The exercise: Rewrite the lines below, replacing "drawing" with "photograph" wherever it occurs and leaving everything else unchanged. Omit the pictures from your answer.
— Start —
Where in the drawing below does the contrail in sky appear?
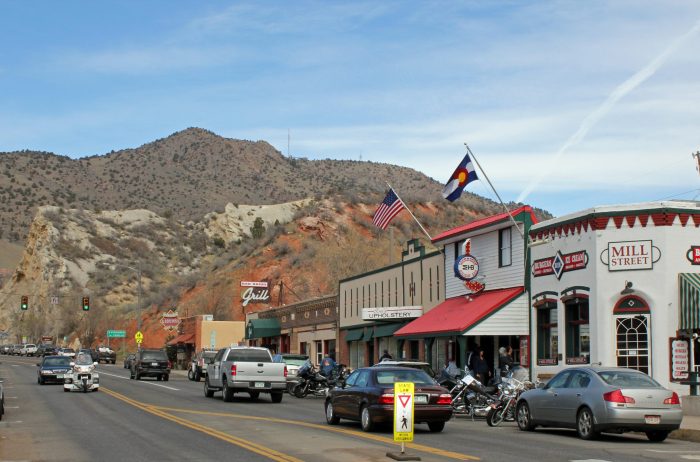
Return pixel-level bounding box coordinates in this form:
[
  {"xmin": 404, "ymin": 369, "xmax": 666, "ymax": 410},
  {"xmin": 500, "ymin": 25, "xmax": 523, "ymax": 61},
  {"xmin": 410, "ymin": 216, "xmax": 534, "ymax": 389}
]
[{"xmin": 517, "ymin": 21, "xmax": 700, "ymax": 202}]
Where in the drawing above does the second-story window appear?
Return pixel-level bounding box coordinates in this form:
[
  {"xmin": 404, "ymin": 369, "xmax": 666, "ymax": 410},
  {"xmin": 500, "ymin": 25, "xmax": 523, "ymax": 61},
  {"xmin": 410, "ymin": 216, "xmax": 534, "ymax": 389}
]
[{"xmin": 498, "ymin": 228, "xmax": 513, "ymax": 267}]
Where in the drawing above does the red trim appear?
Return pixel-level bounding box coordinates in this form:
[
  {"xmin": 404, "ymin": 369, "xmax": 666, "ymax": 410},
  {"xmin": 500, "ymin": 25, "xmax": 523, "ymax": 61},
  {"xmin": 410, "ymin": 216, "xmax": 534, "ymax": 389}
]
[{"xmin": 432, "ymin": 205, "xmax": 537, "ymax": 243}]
— End —
Final result:
Where in the photograph below does the contrail in sky appear?
Return pixel-level bounding box coordinates in this form:
[
  {"xmin": 404, "ymin": 369, "xmax": 666, "ymax": 410},
  {"xmin": 500, "ymin": 25, "xmax": 523, "ymax": 61},
  {"xmin": 410, "ymin": 216, "xmax": 534, "ymax": 389}
]
[{"xmin": 517, "ymin": 21, "xmax": 700, "ymax": 202}]
Where in the photograph above does the second-story window appear?
Return pixel-level bounding box coordinates in this form:
[
  {"xmin": 404, "ymin": 369, "xmax": 666, "ymax": 410},
  {"xmin": 500, "ymin": 25, "xmax": 523, "ymax": 61},
  {"xmin": 410, "ymin": 216, "xmax": 534, "ymax": 389}
]
[{"xmin": 498, "ymin": 228, "xmax": 513, "ymax": 267}]
Where in the photograph above does the red trim appear?
Return pixel-level bounding box coordinates in this form:
[
  {"xmin": 404, "ymin": 369, "xmax": 666, "ymax": 410},
  {"xmin": 500, "ymin": 25, "xmax": 523, "ymax": 61},
  {"xmin": 410, "ymin": 216, "xmax": 534, "ymax": 389}
]
[{"xmin": 432, "ymin": 205, "xmax": 537, "ymax": 243}]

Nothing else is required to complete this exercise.